Bounding box annotation entries:
*-*-*

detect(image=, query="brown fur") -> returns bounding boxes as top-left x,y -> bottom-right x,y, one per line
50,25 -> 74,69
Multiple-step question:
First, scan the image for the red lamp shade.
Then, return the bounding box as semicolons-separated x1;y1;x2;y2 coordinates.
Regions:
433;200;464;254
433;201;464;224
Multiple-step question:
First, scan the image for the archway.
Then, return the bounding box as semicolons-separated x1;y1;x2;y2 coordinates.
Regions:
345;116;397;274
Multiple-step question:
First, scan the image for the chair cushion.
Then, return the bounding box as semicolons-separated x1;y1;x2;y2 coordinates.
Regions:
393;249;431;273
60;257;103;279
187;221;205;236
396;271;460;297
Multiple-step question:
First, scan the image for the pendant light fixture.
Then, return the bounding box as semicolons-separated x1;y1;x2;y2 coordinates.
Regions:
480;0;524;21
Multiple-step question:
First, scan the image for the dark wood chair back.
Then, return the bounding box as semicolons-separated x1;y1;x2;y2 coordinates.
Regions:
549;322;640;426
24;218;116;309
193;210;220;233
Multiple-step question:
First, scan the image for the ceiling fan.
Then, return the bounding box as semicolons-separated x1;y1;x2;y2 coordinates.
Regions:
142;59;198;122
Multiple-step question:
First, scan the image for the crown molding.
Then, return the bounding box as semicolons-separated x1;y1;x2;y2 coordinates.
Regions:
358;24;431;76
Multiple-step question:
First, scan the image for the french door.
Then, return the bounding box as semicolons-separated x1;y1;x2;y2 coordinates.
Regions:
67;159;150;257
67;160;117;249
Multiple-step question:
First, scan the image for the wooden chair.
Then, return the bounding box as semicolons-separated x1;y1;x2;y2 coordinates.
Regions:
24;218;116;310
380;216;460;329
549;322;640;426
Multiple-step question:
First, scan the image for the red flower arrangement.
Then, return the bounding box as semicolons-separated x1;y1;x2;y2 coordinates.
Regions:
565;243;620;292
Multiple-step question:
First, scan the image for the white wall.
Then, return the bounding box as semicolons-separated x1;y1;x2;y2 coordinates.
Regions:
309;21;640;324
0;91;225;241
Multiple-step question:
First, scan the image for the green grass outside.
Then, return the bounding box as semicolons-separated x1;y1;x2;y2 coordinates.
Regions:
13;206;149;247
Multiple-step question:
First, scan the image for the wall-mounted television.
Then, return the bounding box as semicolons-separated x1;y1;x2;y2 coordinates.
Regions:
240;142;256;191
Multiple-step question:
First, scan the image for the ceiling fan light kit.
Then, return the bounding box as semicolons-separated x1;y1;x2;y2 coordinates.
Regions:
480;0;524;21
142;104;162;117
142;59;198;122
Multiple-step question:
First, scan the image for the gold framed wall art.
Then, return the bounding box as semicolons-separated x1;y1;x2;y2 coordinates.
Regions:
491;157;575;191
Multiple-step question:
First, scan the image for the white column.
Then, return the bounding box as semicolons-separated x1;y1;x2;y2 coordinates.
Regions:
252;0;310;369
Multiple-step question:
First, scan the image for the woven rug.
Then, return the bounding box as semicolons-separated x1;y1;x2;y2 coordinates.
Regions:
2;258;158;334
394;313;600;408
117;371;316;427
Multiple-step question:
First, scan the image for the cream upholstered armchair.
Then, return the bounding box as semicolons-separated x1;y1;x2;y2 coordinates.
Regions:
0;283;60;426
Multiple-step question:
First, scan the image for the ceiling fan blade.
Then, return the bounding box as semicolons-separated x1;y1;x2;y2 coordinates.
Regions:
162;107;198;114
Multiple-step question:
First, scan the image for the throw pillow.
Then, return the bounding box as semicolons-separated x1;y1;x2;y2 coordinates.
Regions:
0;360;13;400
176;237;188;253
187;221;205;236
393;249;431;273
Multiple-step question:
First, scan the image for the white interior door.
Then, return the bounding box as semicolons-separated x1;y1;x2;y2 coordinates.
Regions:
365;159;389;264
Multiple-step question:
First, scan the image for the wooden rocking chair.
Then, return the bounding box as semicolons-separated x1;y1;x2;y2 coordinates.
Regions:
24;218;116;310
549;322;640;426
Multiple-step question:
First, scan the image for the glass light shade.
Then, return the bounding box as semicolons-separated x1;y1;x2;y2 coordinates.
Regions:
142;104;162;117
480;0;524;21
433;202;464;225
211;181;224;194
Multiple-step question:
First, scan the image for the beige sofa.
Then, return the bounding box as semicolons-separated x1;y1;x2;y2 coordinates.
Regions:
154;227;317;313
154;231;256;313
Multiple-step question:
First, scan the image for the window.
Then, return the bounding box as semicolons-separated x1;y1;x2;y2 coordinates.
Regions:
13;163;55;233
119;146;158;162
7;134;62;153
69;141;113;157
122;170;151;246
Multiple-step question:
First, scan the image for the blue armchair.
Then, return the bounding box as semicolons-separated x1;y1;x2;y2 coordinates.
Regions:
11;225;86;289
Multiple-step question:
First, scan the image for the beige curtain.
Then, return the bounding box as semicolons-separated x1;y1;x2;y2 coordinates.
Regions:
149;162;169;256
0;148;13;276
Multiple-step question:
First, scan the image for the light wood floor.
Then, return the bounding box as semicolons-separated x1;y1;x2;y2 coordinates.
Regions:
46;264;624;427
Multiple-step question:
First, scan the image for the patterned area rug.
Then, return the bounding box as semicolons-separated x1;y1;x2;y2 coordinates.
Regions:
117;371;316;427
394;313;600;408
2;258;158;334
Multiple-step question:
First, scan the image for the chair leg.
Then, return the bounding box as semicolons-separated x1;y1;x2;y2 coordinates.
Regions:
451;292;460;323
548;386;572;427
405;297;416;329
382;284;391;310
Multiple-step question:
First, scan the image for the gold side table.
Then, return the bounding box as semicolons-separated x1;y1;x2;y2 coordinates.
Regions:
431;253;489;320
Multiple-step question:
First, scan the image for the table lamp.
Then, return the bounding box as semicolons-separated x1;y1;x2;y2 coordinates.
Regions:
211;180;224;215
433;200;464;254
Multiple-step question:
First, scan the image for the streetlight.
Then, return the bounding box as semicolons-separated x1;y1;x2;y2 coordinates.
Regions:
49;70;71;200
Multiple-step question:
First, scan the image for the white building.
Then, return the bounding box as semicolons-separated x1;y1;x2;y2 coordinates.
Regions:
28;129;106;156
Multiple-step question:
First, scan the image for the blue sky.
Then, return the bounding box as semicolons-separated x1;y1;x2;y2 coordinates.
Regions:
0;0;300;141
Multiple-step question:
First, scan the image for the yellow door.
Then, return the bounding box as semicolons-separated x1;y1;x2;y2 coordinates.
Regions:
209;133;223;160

*-*-*

▸ **EXERCISE AIM**: Render the material as a Markdown table with the columns Row and Line, from its first line through the line containing "433;201;464;224", both included. Number each line in order and leave out any blank lines.

▸ **FULL SOLUTION**:
| Row | Line |
|---|---|
| 1 | detect(image=, query="brown fur") -> returns bounding boxes as top-left x,y -> bottom-right x,y, one per line |
| 2 | 50,25 -> 74,69 |
| 3 | Multiple-step question: |
| 4 | First, scan the image for the red lamp shade. |
| 5 | Then, return the bounding box as semicolons-separated x1;y1;x2;y2 coordinates. |
| 6 | Regions: |
| 7 | 433;200;464;254 |
| 8 | 433;201;464;224 |